— Problem details —
Please copy the lines below verbatim, from the line with "any carved cross" to the line with "[217,19,347,60]", both included.

— Provided data —
+++++

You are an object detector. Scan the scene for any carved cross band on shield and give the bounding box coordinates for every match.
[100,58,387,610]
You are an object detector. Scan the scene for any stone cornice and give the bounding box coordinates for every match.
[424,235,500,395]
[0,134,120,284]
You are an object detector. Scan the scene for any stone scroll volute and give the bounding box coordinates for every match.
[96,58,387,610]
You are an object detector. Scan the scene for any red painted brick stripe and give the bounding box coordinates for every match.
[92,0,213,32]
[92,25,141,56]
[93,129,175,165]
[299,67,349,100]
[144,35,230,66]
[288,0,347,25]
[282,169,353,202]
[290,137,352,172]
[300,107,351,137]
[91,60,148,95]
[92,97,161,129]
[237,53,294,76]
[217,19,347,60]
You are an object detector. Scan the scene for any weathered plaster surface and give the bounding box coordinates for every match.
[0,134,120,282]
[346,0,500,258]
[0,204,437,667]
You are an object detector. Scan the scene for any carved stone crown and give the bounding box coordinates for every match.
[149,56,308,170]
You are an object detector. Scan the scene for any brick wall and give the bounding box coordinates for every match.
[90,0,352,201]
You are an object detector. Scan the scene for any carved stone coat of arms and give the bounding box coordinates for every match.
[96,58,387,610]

+++++

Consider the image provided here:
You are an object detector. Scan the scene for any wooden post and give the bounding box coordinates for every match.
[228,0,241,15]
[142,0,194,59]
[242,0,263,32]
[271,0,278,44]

+++++

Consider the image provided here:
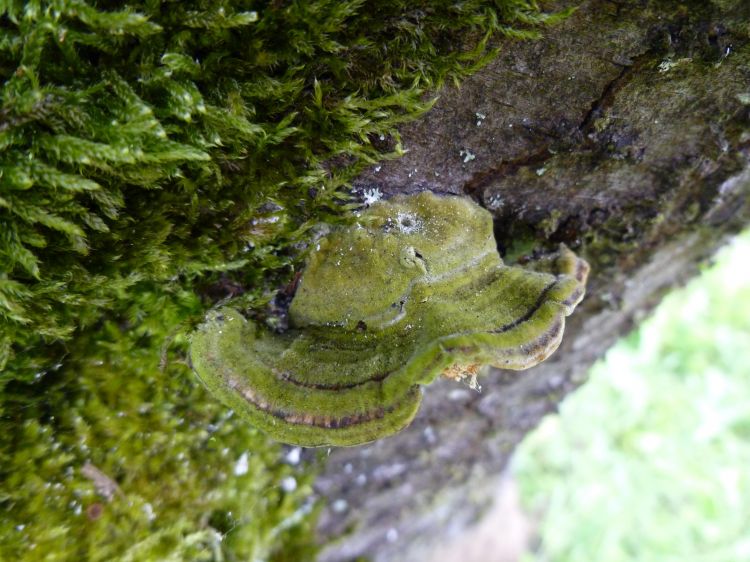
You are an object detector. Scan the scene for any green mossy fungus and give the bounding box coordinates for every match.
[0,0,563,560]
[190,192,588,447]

+++++

— Result of the exercise —
You are an object detector. Scan the scene for any carved cross band on shield and give the bounding box coordinates for every match.
[100,58,387,610]
You are an object detector. Scan the scene for any stone cornice and give the bounding box coordinates for every match.
[424,235,500,395]
[0,134,120,284]
You are an object detector. Scan the scene for any stone scroll volute and give the bounding box coordinates for every match.
[96,58,387,610]
You are an object detector. Scan the scene for any red painted brick stripe and give the bounding box coordinates for every match.
[92,0,213,32]
[92,25,141,56]
[93,129,175,165]
[299,67,349,100]
[144,35,230,66]
[288,0,347,25]
[282,169,353,202]
[290,137,352,172]
[300,107,351,137]
[91,60,148,95]
[92,97,161,129]
[237,53,294,76]
[217,19,347,60]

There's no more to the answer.